Text provided section start

Credit: Nagarjun Kandukuru on Flickr, under Creative Commons (CC BY 2.0)
(WOMENSENEWS)–
Cheers
A shampoo company, Pantene Philippines, has launched a powerful commercial campaign pointing out how identical behavior often earns men and women different labels in the workplace, the Huffington Post reported Dec. 9. The short video explores double standards: In a situation where a man would be called persuasive, for example, women are called pushy. A man is the boss, a woman is bossy. A dad working late is dedicated, a mom doing the same is selfish.
More News to Cheer This Week:
The board of directors of The American Institute of Architects voted Dec. 12 to posthumously award the 2014 AIA Gold Medal to Julia Morgan, whose extensive body of work has served as an inspiration to a generation of female architects, according to a press release from the institute.
The New York Women’s Foundation has announced a total of $2.3 million in grants to 32 organizations across New York City as a part of the foundation’s fall 2013 grant cycle, the New York Nonprofit Press reported.
A court in Marseille, France, sentenced the founder of a French company to four years in prison for selling hundreds of thousands of defective breast implants in more than 65 countries, The New York Times reported Dec.10.
General Motors Company named its first female CEO, Mary Barra, who is now the first woman to run a major automobile maker, The Miami Herald reported Dec. 10. She joins just 22 other female CEOs among U.S. companies in the Fortune 500 firms.
The Association of Roman Catholic Women Priests ordained Mary Sue Barnett as its latest female priest in Louisville, Ky., USA TODAY reported Dec. 8.
Twenty-one women and girls who had been detained for more than a month over a street protest in Egypt have been released, The New York Times reported Dec. 7. An appeals court had reduced their harsh penalties to suspended sentences.
Jeers
Homosexuality became illegal again in India after the Indian Supreme Court ruled that a colonial-era law banning gay sex was improperly struck down, The New York Times reported Dec. 10. The ruling reverses a landmark judgment by a lower court, which in 2009 decided that an 1861 law that forbids “carnal intercourse against the order of nature with man, woman or animal” was unconstitutional. The law, passed by the British, makes homosexuality punishable by 10 years in prison.

Text provided section end
Data records section start

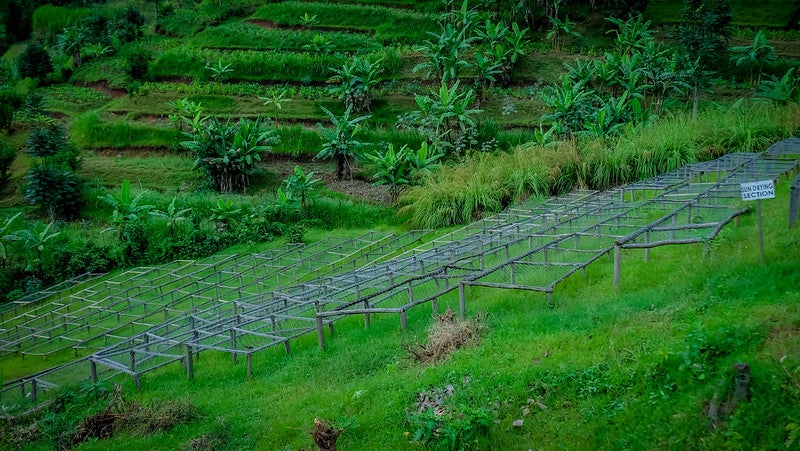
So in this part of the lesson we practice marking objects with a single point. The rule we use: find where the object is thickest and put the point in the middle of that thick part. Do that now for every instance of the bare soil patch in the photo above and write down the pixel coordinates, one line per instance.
(268, 24)
(325, 171)
(102, 86)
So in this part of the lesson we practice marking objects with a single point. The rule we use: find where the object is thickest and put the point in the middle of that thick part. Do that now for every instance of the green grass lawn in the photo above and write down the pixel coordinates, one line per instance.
(607, 368)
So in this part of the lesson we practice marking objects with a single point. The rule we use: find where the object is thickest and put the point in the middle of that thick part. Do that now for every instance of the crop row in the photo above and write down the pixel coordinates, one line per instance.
(389, 25)
(245, 35)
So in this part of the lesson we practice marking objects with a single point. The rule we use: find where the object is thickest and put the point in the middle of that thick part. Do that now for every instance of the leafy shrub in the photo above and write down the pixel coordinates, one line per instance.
(34, 62)
(228, 152)
(138, 60)
(10, 101)
(460, 428)
(7, 155)
(56, 191)
(49, 20)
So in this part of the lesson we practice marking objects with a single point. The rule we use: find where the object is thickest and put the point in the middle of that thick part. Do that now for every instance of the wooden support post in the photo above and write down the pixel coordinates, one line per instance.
(320, 329)
(760, 230)
(462, 301)
(132, 365)
(93, 371)
(249, 366)
(189, 363)
(233, 345)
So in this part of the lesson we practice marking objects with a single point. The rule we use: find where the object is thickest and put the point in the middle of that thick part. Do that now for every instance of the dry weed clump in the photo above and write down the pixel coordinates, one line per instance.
(445, 336)
(120, 414)
(325, 435)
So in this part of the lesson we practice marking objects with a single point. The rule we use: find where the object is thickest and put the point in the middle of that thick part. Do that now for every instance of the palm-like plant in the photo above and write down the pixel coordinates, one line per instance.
(300, 186)
(7, 234)
(355, 82)
(71, 42)
(228, 151)
(393, 169)
(224, 213)
(173, 215)
(220, 71)
(755, 56)
(781, 90)
(559, 30)
(340, 143)
(37, 241)
(126, 207)
(276, 100)
(308, 20)
(443, 54)
(320, 44)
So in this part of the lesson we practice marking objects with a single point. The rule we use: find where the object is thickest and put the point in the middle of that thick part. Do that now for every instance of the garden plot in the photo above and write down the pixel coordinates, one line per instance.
(113, 309)
(533, 246)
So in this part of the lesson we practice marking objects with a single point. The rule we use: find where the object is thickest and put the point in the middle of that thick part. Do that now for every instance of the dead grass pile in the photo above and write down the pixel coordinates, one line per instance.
(325, 435)
(130, 416)
(445, 336)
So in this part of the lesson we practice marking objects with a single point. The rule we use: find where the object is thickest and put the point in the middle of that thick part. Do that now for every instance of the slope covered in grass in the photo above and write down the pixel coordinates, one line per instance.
(636, 367)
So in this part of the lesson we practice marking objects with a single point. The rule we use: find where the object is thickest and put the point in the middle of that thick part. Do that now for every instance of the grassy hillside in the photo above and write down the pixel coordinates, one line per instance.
(633, 367)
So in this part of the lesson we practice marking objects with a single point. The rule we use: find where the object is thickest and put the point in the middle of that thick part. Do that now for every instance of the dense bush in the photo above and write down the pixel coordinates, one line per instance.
(7, 155)
(51, 183)
(49, 20)
(34, 62)
(10, 101)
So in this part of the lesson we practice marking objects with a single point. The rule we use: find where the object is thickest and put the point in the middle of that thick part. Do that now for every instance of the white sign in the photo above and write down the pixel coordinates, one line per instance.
(764, 189)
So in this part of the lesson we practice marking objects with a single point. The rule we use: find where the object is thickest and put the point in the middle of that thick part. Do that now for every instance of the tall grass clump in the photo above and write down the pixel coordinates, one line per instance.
(486, 183)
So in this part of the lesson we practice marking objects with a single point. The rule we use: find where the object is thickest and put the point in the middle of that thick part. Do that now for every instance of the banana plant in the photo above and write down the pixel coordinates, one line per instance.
(393, 169)
(276, 100)
(783, 90)
(37, 241)
(126, 208)
(300, 185)
(173, 215)
(220, 71)
(355, 83)
(7, 234)
(754, 56)
(224, 213)
(423, 161)
(340, 141)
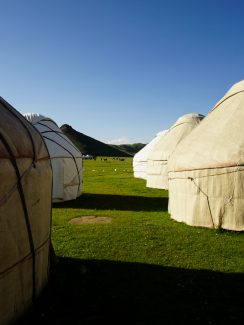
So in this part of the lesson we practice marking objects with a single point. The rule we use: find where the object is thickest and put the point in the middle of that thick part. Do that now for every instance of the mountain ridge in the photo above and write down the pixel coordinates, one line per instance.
(90, 146)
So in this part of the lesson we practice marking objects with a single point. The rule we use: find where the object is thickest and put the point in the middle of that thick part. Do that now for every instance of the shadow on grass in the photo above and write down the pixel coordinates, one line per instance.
(116, 202)
(106, 292)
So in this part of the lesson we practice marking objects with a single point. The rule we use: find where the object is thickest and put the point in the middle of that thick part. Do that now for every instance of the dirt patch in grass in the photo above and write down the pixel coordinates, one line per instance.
(90, 219)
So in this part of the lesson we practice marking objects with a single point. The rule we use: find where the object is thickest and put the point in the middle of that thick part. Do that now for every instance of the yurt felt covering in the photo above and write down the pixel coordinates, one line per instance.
(66, 159)
(157, 165)
(25, 213)
(140, 159)
(206, 171)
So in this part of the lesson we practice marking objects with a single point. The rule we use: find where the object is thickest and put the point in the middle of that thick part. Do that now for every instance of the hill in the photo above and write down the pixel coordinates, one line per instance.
(91, 146)
(130, 148)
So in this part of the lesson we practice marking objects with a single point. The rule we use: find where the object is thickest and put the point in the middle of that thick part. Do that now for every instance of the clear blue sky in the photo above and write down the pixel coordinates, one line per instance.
(117, 69)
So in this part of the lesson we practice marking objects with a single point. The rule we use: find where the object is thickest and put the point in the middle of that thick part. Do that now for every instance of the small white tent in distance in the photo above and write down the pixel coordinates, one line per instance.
(157, 166)
(66, 159)
(25, 213)
(141, 157)
(206, 182)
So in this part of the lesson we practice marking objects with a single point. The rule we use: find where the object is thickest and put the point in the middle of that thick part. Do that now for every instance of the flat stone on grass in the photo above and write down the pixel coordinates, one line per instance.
(90, 219)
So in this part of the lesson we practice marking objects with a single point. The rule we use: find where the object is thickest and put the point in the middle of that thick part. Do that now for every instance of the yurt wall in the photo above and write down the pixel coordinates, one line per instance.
(25, 213)
(157, 166)
(66, 159)
(206, 171)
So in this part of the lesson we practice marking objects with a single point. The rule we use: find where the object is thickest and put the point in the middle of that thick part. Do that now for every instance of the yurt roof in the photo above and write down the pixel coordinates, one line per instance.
(57, 142)
(143, 154)
(218, 141)
(166, 145)
(25, 141)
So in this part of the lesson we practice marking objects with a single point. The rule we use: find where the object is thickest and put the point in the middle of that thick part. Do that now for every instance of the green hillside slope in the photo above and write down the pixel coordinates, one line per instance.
(88, 145)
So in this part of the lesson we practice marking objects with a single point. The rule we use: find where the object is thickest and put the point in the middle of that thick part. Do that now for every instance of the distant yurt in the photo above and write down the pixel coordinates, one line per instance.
(206, 171)
(141, 157)
(66, 159)
(25, 213)
(157, 165)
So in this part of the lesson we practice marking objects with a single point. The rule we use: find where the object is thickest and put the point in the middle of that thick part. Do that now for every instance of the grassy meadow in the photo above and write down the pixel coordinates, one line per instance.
(141, 267)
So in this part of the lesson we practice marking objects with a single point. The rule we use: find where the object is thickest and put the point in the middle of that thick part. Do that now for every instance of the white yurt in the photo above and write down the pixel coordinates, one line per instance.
(157, 165)
(141, 157)
(206, 171)
(25, 213)
(66, 159)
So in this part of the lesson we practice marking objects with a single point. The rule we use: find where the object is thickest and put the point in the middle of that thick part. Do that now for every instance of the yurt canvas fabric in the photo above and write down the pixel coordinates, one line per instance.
(206, 171)
(140, 159)
(157, 165)
(66, 159)
(25, 213)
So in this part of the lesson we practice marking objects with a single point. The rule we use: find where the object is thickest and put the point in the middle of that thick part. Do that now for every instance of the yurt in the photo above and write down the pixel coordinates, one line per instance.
(25, 213)
(66, 159)
(206, 171)
(141, 157)
(157, 165)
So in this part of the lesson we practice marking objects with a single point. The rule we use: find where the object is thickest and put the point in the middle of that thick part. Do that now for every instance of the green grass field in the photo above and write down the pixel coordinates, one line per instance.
(142, 267)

Data records section end

▶ [Assigned task 1]
In the news roundup, which company named Mary Barra its first female CEO?
▶ [Assigned task 2]
Repeat the part of the news roundup between "The New York Women’s" and "Fortune 500 firms.", inclusive.

▶ [Worked solution 1]
General Motors Company

▶ [Worked solution 2]
The New York Women’s Foundation has announced a total of $2.3 million in grants to 32 organizations across New York City as a part of the foundation’s fall 2013 grant cycle, the New York Nonprofit Press reported.
A court in Marseille, France, sentenced the founder of a French company to four years in prison for selling hundreds of thousands of defective breast implants in more than 65 countries, The New York Times reported Dec.10.
General Motors Company named its first female CEO, Mary Barra, who is now the first woman to run a major automobile maker, The Miami Herald reported Dec. 10. She joins just 22 other female CEOs among U.S. companies in the Fortune 500 firms.